Exercise details: Repeat all of the records verbatim.

Extracted records:
>>>

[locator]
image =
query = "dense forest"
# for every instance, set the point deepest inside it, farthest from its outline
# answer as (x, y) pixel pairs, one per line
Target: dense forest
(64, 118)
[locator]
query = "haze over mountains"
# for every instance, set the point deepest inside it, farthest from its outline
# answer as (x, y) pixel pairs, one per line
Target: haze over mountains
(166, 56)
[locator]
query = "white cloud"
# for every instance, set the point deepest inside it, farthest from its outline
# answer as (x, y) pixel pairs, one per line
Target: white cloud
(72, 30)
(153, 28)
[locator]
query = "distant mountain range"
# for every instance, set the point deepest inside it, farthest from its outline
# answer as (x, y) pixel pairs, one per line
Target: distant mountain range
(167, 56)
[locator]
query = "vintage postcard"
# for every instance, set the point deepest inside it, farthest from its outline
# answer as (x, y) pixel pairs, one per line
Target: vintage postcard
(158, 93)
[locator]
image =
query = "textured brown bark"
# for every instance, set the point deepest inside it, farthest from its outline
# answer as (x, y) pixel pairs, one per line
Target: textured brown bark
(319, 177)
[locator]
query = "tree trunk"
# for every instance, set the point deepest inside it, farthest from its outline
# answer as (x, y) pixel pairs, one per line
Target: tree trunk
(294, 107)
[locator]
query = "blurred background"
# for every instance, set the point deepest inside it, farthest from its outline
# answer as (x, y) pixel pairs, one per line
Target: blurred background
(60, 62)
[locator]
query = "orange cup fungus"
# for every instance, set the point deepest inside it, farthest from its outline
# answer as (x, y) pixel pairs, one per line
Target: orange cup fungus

<<<

Solution for this task:
[locator]
image =
query = "dense forest"
# for every instance, set the point deepest inside it, farthest from its outline
# answer as (x, y) pixel pairs, one per line
Target: dense forest
(64, 118)
[locator]
query = "haze over mountains"
# for every instance, set the point deepest inside it, farthest from its outline
# answer as (x, y) pixel pairs, one per line
Target: haze over mountains
(166, 56)
[locator]
query = "white cloud"
# for every instance, set the point deepest inside it, farthest from its outline
# answer as (x, y) pixel pairs, one per line
Target: white cloud
(72, 30)
(153, 28)
[locator]
query = "distant mountain range"
# for every instance, set the point deepest inside it, farthest from its outline
# answer as (x, y) pixel pairs, one per line
Target: distant mountain range
(167, 56)
[locator]
query = "vintage postcard"
# for every instance, set the point deepest inside it, farthest from its outline
# answer as (x, y) pixel pairs, one per line
Target: vintage postcard
(158, 93)
[locator]
image =
query = "textured brown bark"
# for every instance, set the point deepest inside it, farthest from its outline
# answer as (x, y) pixel pairs, one per line
Target: textured brown bark
(319, 177)
[locator]
query = "tree trunk"
# for every instance, set the point deepest inside it, farthest from its outline
# answer as (x, y) pixel pairs, one per line
Target: tree trunk
(294, 107)
[locator]
query = "blurred background"
# for every instance, set the point deepest inside it, farthest from its outline
# answer as (x, y) pixel pairs, one per line
Target: blurred background
(60, 62)
[locator]
query = "orange cup fungus"
# for every instance, set the point deepest inside it, farthest from its outline
# answer as (x, y) pixel pairs, one per line
Target: orange cup fungus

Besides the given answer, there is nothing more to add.